-- Directive --
Give the listing again character for character, but drop the images.

(Photo object pointing records)
○ ○ ○

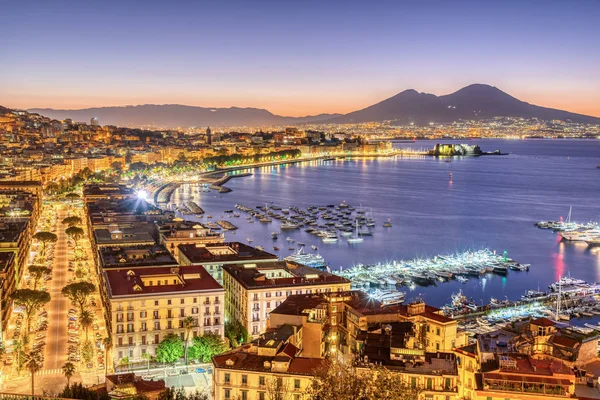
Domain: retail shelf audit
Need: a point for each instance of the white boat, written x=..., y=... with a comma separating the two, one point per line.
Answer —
x=355, y=238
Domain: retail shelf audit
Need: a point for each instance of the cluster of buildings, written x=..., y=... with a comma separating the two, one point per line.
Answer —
x=19, y=211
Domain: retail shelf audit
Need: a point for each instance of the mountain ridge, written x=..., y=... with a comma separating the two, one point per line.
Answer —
x=476, y=101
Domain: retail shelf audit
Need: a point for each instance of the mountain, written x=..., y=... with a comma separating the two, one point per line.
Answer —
x=175, y=115
x=472, y=102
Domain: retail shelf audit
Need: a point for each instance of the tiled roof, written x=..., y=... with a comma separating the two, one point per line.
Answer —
x=125, y=282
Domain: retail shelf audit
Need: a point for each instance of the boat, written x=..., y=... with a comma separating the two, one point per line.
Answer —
x=311, y=260
x=355, y=238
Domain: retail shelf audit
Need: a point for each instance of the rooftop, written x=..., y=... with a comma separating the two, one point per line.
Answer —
x=159, y=280
x=136, y=256
x=280, y=274
x=247, y=358
x=223, y=252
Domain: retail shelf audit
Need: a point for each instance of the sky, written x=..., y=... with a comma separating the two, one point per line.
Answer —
x=295, y=58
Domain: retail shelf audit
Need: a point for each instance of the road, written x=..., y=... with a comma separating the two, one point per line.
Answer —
x=56, y=338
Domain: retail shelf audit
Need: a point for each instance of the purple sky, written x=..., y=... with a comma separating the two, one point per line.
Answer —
x=295, y=58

○ ○ ○

-- Problem solution --
Domain: retail shelf audit
Need: a point for each instance of the white boat, written x=..., y=... with a comma separating the two, one point per line.
Answer —
x=355, y=238
Domain: retail shelf audit
Need: a point for each instance of the cluster of buildings, written x=..., y=... with a comma separating the two, one point per line.
Answer —
x=19, y=211
Domain: retail shelf audit
Need: a point for each instance of the mountain ridge, written x=..., y=... with a comma separating the two, one point per line.
Answer —
x=476, y=101
Domain: retail shelf audit
Need: a point for each instance of the mountain, written x=..., y=... with a comma separating the two, one point per line.
Answer —
x=175, y=115
x=472, y=102
Domain: retail shelf audit
Need: a point for each instance of the tiled roof, written x=..., y=... with a comma separating the two, one point per line.
Answer —
x=125, y=282
Domain: retail shelf audit
Need: a point for each instance of the boat, written x=..., y=... with a comma separating the two, one point per line.
Answer —
x=311, y=260
x=355, y=238
Domain: retail shelf audit
Need: a point for each instance of the rooftop, written x=..., y=... with a comma separating the two, one point per line.
Answer —
x=159, y=280
x=136, y=256
x=280, y=274
x=247, y=358
x=223, y=252
Domain: retail shelf audit
Need: a point for each instance of the sky, written x=..., y=... with a comma separating the two, one point per line.
Answer —
x=295, y=58
Domain: retail shelf audit
Need: a point for each instance of the road, written x=..., y=... with a comma separating the two, one point per line.
Answer —
x=56, y=338
Domain: retail shelf audit
Need: a point for each instance of the purple sky, written x=..., y=... with a comma separating the two, one point per line.
Answer —
x=295, y=58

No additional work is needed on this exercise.